TEXTO DE ORIGEN:

◇ ◇ ◇ ◇ ◇

A continuación, estos mismos gerentes deberían determinar qué obras
públicas y elementos de la infraestructura de cada comunidad necesitan
ser construidos o revitalizados. La crisis del plomo en las tuberías de
Flint, Michigan, demuestra que las necesidades en este campo son
inagotables.
Finalmente, los gerentes locales de la garantía de empleo deberían
abrir el debate a propuestas de la comunidad local: que todos desde las
iglesias hasta las organizaciones cívicas pasando por los individuos
aporten ideas. Esto podría crear un diálogo de base que aportara a los
americanos un control más democrático sobre la planificación de sus
economías locales. Quizás se podría introducir un cierto grado de
democracia local en la elección de los gestores locales del programa.
Los demandantes de empleo podrían presentarse ante estas oficinas
locales, que recurrirían a las bases de datos federales para conectar
los trabajadores potenciales con los proyectos más apropiados. Es
importante que los trabajadores sean asignados a empleos cercanos en
función de las habilidades que ya poseen. La formación y el cuidado
infantil podrían ser prestados por otros beneficiarios del trabajo
garantizado, tal como ocurrió en Argentina.
La idea sería “acudir al
encuentro de los trabajadores”, en función de sus capacidades, sus
necesidades y su ubicación geográfica. Compárese con el sector privado,
donde los trabajadores de renta baja llegan a dedicar enormes cantidades
de tiempo y energía en transporte, búsqueda de cuidadores infantiles,
“adquisición de competencias” o incluso desplazándose a otra ciudad o
Estado, todo a conveniencia del empleador.

◇ ◇ ◇ ◇ ◇

TAREAS POR REALIZAR:
1. Responde estas preguntas según el texto sobre la garantía de empleo:
(a) ¿Qué crisis se cita como muestra de que las necesidades de obras públicas e infraestructura son inagotables?
(b) ¿A qué recurrirían las oficinas locales para conectar a los trabajadores potenciales con los proyectos?
(c) ¿En qué país ocurrió que la formación y el cuidado infantil fueron prestados por otros beneficiarios del trabajo garantizado?
2. Reescribe el pasaje del texto sobre la garantía de empleo que va de "Finalmente, los gerentes" a "locales del programa.", cambiando "iglesias" por "parroquias".

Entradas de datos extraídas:
◇ ◇ ◇ ◇ ◇

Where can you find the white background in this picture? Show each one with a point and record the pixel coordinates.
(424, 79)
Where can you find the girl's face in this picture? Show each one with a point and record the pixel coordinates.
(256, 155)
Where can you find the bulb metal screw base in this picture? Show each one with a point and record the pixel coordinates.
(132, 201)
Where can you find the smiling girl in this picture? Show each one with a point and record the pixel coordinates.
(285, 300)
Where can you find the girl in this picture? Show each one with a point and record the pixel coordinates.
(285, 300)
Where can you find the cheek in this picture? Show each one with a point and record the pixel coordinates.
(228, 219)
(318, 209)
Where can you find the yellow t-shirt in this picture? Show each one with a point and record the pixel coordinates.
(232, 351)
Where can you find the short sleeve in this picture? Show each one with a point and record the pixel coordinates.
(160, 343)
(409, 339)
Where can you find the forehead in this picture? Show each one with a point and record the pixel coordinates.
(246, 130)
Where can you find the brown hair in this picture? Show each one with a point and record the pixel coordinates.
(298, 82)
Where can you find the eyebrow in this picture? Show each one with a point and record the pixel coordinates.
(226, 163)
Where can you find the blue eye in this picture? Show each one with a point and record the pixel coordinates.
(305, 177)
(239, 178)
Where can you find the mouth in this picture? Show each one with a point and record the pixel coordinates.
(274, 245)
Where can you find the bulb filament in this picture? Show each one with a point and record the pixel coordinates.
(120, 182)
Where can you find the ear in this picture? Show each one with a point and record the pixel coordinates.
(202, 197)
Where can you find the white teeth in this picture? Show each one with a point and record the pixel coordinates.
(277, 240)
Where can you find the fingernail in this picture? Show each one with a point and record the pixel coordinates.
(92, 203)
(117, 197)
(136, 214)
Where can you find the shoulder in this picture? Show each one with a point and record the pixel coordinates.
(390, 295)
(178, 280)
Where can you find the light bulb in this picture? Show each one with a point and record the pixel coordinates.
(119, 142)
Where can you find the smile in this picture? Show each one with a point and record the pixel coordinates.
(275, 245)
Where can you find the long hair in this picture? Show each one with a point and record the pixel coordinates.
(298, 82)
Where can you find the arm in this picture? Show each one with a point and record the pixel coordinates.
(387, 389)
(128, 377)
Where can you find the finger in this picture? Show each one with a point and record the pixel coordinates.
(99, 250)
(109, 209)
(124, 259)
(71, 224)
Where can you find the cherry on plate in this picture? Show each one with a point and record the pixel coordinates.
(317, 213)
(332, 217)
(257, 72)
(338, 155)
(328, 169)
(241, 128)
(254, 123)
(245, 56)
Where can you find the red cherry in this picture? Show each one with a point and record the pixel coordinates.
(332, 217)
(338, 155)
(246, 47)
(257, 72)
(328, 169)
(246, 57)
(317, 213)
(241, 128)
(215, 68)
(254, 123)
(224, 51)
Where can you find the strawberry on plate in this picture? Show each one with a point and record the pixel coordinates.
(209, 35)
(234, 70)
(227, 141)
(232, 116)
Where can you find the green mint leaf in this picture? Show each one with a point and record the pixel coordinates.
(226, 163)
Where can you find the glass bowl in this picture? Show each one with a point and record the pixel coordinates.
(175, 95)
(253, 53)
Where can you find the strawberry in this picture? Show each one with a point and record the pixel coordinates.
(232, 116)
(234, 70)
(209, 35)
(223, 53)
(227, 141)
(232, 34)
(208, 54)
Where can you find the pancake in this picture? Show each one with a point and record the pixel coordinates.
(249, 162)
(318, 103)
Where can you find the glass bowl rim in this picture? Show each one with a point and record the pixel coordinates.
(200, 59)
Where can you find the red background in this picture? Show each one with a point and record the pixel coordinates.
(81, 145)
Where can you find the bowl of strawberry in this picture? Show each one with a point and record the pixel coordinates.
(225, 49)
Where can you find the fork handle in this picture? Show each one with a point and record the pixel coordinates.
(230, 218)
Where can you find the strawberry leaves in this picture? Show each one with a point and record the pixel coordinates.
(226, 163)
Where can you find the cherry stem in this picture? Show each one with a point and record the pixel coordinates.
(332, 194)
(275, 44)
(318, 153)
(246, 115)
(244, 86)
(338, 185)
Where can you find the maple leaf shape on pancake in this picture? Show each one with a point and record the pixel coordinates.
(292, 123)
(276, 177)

◇ ◇ ◇ ◇ ◇

RESPUESTAS POR PUNTO:
1.
(a) La crisis del plomo en las tuberías de Flint, Michigan.
(b) A las bases de datos federales.
(c) En Argentina.

2.
Finalmente, los gerentes locales de la garantía de empleo deberían
abrir el debate a propuestas de la comunidad local: que todos desde las
parroquias hasta las organizaciones cívicas pasando por los individuos
aporten ideas. Esto podría crear un diálogo de base que aportara a los
americanos un control más democrático sobre la planificación de sus
economías locales. Quizás se podría introducir un cierto grado de
democracia local en la elección de los gestores locales del programa.